* Problem statement
Below are some entries. Output each one exactly as it appears.

* Data in this exercise

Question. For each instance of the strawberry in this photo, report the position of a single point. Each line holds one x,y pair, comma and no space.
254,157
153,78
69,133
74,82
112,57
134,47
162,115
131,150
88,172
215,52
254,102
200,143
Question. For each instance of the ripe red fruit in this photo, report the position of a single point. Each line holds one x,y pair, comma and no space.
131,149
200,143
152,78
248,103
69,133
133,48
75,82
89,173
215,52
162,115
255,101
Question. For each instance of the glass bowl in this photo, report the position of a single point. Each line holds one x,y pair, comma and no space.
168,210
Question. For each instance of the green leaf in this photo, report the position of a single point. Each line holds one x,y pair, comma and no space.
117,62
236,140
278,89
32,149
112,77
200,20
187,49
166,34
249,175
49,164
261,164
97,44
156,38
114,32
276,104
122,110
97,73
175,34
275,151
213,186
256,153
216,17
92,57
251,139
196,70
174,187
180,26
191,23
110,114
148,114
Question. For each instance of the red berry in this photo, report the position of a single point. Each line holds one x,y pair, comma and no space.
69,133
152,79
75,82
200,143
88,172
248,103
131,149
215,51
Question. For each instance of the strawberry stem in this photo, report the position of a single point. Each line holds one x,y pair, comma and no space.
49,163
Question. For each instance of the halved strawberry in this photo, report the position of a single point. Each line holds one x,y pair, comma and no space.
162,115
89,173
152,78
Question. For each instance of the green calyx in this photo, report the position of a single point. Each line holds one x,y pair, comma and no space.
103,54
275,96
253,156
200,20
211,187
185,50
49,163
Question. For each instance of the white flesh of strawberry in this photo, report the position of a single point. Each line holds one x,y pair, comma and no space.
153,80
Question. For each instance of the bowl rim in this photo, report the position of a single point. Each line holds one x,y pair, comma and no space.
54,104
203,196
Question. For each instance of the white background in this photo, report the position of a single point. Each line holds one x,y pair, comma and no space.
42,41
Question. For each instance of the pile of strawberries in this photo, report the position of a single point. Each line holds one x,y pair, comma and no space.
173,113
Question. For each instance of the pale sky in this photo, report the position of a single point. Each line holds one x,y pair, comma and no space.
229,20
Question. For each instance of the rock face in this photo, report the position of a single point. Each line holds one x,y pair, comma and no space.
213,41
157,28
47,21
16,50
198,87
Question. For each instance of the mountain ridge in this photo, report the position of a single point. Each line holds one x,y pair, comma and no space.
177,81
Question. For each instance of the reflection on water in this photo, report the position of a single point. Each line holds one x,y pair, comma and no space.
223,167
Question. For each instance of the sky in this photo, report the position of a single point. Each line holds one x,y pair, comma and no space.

* Written solution
Question. For each instance of the strawberry in this photo, report the position of a single point. Each line holds one x,y pair, comma and no space.
254,157
153,78
69,133
74,82
112,57
134,47
162,115
131,150
88,172
215,52
254,102
200,143
Question. For each instance of the ripe red fruit in this photo, report the position of a single point. Each line holds one x,y pair, comma and no space.
131,149
200,143
152,78
248,103
69,133
133,48
75,82
89,173
215,52
162,115
255,101
Question. For each instance of the glass bowl in this photo, report the position of a single point. Each line holds one x,y pair, comma and no space.
168,210
Question. For each instance of the green leaf in this photo, report the position of a single point. Each line holds one x,y pair, comma and no space.
117,62
236,140
278,89
32,149
112,77
200,20
187,49
166,34
249,175
49,164
261,164
97,44
156,38
114,32
276,104
122,110
97,73
175,34
275,151
213,186
256,153
216,17
92,57
251,139
196,70
174,187
180,26
191,23
110,114
148,114
Question. For each instance of the red berry in this photo, report the position of a single point. Each line holds one x,y pair, comma and no space.
69,133
152,79
75,82
200,143
88,172
248,103
131,149
215,51
Question. For each instance of the strawberry stem in this photo, report the position of a single point. Each line holds one x,y pair, comma and no space.
49,163
Question. For each instance of the halved strawberry in this photo, report the position of a single point. Each line holds one x,y pair, comma and no space.
162,115
89,173
152,78
Question. For each instance of the green calyx in this photo, report the position of a single point. Each line holds one x,y pair, comma and no space.
103,54
275,96
253,156
200,20
211,187
185,50
49,163
Question. For each instance of the white flesh of strawberry in this photo, report the position of a single point. Each line holds one x,y pair, comma and no space.
153,80
Question. For each instance of the bowl rim in this photo, report the position of a single point. Each line holds one x,y pair, comma and no space.
54,104
203,196
Question. For each instance of the white background in this photo, report the position of a single point. Each line holds one x,y pair, comma and no space.
42,41
Question. For each instance of the pile of strawberries in this photo, report the position of a single point. Each line holds one x,y pair, comma and no space.
173,113
Question. For each instance of the pale sky in this photo, report the position of a single point. Each line holds one x,y pair, comma and no space.
229,20
Question. For each instance of the rock face in this photo, report the position of a single point. Each line holds one x,y pair, comma and no space.
213,41
157,28
47,21
16,50
198,87
Question. For each instance of the mountain ridge in this photo, report the position of a single point. Each line holds one x,y pair, comma and no space.
177,81
Question. For each instance of the reflection on water in this photo, report the position of a single point. Each line holds one x,y pair, comma and no space.
223,167
Question. For each instance of the sky in this photo, report the position of a single point. Each line holds one x,y pair, comma and no space.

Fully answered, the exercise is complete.